» REQUIREMENT A: Render the entries as a JSON list of strings, starting at the line containing "Mark the green" and continuing through the final line of the entries, with both ends included. Give one string per line and omit blank lines.

Risk Insider: Martin Frappolli

The Digitization of Risk Management and Insurance

By: | May 21, 2018 • 2 min read
Martin J. Frappolli, CPCU, FIDM, AIC, is Senior Director of Knowledge Resources at The Institutes, and editor of the organization's new “Managing Cyber Risk” textbook. He can be reached at [email protected]

When I think about insurance, I usually regard it as just one tool in the risk manager’s tool box. When a person or organization is faced with risk that carries a significant financial consequence, the prudent response is to begin to find ways to avoid or mitigate the risk. Often, the final step is risk financing — transferring the risk by insurance.


Sometimes, though, insurance is more out front in managing risk. Workers’ compensation insurance is a great example. When states began passing workers’ comp laws in the early part of the twentieth century, employers sought to insure that cost, and insurers responded with workers’ compensation insurance policies.

» RECORDS SUPPLIED:
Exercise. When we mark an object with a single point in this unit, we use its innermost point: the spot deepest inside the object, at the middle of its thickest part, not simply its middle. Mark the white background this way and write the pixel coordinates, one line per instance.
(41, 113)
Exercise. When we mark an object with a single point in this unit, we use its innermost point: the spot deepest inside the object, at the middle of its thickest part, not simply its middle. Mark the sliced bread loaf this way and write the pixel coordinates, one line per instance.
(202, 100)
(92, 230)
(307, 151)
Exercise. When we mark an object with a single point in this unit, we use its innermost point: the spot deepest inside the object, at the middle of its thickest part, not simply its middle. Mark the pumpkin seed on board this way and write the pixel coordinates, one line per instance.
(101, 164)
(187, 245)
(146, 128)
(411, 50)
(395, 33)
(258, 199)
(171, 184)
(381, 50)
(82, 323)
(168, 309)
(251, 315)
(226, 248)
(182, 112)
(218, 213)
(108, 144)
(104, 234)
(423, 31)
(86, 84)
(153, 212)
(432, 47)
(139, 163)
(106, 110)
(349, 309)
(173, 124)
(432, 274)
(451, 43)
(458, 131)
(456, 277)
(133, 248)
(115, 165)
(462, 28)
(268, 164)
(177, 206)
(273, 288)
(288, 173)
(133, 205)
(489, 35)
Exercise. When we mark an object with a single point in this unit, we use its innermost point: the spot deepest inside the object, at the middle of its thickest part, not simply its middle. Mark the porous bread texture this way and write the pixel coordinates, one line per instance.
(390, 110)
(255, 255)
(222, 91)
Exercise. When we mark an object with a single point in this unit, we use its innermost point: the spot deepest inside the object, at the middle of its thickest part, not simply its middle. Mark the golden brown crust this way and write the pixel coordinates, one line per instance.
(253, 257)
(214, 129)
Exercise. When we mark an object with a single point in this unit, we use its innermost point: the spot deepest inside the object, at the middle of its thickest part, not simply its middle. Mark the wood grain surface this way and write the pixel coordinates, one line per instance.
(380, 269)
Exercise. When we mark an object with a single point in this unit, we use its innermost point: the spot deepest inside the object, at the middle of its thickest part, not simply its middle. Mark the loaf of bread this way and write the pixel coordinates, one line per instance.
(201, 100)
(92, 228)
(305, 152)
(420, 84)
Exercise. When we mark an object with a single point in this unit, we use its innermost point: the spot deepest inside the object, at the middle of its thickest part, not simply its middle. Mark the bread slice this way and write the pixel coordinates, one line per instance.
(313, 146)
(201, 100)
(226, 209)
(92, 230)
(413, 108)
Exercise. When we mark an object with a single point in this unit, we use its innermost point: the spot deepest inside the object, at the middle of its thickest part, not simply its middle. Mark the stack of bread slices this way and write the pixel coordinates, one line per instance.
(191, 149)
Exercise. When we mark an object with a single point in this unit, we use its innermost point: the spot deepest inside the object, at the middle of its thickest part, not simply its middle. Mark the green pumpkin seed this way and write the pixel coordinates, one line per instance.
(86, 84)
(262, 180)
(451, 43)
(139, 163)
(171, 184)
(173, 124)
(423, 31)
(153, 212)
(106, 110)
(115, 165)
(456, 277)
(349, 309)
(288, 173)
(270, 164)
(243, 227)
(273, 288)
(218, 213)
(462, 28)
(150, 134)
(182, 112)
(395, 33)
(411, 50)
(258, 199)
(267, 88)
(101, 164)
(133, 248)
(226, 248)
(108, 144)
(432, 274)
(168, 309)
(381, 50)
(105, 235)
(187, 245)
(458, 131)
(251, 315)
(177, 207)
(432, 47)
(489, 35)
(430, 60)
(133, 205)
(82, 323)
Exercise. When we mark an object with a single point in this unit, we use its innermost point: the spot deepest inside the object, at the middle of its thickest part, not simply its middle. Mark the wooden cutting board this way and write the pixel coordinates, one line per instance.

» REQUIREMENT B: Name each professional designation listed after Martin J. Frappolli's name in the article on the digitization of risk management and insurance.

» RESPONSE A:
[
  "Exercise. When we mark an object with a single point in this unit, we use its innermost point: the spot deepest inside the object, at the middle of its thickest part, not simply its middle. Mark the green pumpkin seed this way and write the pixel coordinates, one line per instance.",
  "(86, 84)",
  "(262, 180)",
  "(451, 43)",
  "(139, 163)",
  "(171, 184)",
  "(173, 124)",
  "(423, 31)",
  "(153, 212)",
  "(106, 110)",
  "(115, 165)",
  "(456, 277)",
  "(349, 309)",
  "(288, 173)",
  "(270, 164)",
  "(243, 227)",
  "(273, 288)",
  "(218, 213)",
  "(462, 28)",
  "(150, 134)",
  "(182, 112)",
  "(395, 33)",
  "(411, 50)",
  "(258, 199)",
  "(267, 88)",
  "(101, 164)",
  "(133, 248)",
  "(226, 248)",
  "(108, 144)",
  "(432, 274)",
  "(168, 309)",
  "(381, 50)",
  "(105, 235)",
  "(187, 245)",
  "(458, 131)",
  "(251, 315)",
  "(177, 207)",
  "(432, 47)",
  "(489, 35)",
  "(430, 60)",
  "(133, 205)",
  "(82, 323)",
  "Exercise. When we mark an object with a single point in this unit, we use its innermost point: the spot deepest inside the object, at the middle of its thickest part, not simply its middle. Mark the wooden cutting board this way and write the pixel coordinates, one line per instance."
]

» RESPONSE B: CPCU, FIDM, AIC